- [Written problem]: Output the data below in full, character for character.

Items listed in a dataset

* * *

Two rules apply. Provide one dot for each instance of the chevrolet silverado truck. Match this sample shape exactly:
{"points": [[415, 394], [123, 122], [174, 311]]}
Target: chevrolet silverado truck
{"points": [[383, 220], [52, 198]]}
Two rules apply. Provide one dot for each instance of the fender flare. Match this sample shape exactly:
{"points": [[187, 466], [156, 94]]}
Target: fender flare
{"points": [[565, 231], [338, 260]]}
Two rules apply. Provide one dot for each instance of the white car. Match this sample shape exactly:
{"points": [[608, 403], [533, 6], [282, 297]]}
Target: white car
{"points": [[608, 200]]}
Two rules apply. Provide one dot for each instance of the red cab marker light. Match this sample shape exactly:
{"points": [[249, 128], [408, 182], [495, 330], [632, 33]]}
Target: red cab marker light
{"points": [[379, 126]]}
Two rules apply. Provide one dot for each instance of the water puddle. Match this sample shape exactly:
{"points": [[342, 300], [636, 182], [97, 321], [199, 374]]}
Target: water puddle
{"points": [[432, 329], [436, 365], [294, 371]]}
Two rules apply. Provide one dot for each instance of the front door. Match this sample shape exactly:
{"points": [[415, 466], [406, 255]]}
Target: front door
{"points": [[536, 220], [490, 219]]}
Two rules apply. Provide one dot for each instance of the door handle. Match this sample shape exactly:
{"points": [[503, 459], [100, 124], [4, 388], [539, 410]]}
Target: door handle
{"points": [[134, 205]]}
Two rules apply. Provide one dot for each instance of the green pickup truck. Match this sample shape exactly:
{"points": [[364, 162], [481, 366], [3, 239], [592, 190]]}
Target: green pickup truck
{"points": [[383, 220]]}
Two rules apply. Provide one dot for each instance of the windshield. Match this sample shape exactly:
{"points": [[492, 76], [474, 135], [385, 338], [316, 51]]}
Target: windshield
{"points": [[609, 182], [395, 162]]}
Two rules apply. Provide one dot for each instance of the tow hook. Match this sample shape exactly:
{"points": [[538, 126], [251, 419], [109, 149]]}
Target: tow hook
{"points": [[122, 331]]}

* * *

- [Exercise output]:
Two rules apply. Provide one dot for each instance of the chevrolet silverado truck. Match this sample shape exactly:
{"points": [[415, 394], [123, 122], [174, 311]]}
Target: chevrolet silverado truck
{"points": [[383, 220], [52, 198]]}
Two rules apply. Provide one dot for each instance of the fender flare. Match this sample shape exactly:
{"points": [[187, 466], [156, 94]]}
Target: fender flare
{"points": [[565, 231], [338, 260]]}
Two rules apply. Provide one dot for each instance of the white car. Match this sample shape exactly:
{"points": [[608, 403], [533, 6], [282, 297]]}
Target: white car
{"points": [[608, 200]]}
Two rules apply. Provide one dot for each instance of the red cab marker light. Match this sample shape exactly:
{"points": [[249, 128], [408, 182], [495, 330], [632, 33]]}
Target: red cab marker light
{"points": [[379, 126]]}
Two rules apply. Provide one dot for each instance of the water puddle. Match this sample shape exactly:
{"points": [[342, 300], [636, 182], [97, 321], [199, 374]]}
Target: water puddle
{"points": [[432, 329], [436, 365], [294, 371]]}
Two rules apply. Provide one dot for each instance of the front door. Match this sample shape exactly:
{"points": [[415, 466], [406, 255]]}
Target: front door
{"points": [[536, 220], [490, 219]]}
Two rules apply. Provide one dot for each instance of the door handle. Match this sample shape exactly:
{"points": [[503, 459], [100, 124], [4, 388], [539, 410]]}
Target: door handle
{"points": [[134, 205]]}
Two rules apply. Provide one dot for each instance of the green pickup truck. Match this sample shape exactly:
{"points": [[364, 162], [481, 366], [3, 239], [592, 190]]}
Target: green pickup truck
{"points": [[383, 220]]}
Two rules apply. Provide one dot for each instance of the windshield. Match this sample shape exactly:
{"points": [[492, 76], [474, 135], [385, 338], [316, 51]]}
Target: windshield
{"points": [[609, 182], [395, 162]]}
Two rules apply. Provide one dot for each instance of the tow hook. Match this sample shape exactly:
{"points": [[538, 126], [251, 419], [109, 149]]}
Target: tow hook
{"points": [[122, 331]]}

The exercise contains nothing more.